Task objective: The expected output is the complete listing, unchanged.

§

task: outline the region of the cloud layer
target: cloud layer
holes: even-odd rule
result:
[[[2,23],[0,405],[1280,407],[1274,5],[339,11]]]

§

Your solution:
task: outline the region of the cloud layer
target: cloud layer
holes: even-odd rule
result:
[[[2,23],[0,405],[1280,407],[1274,5],[339,11]]]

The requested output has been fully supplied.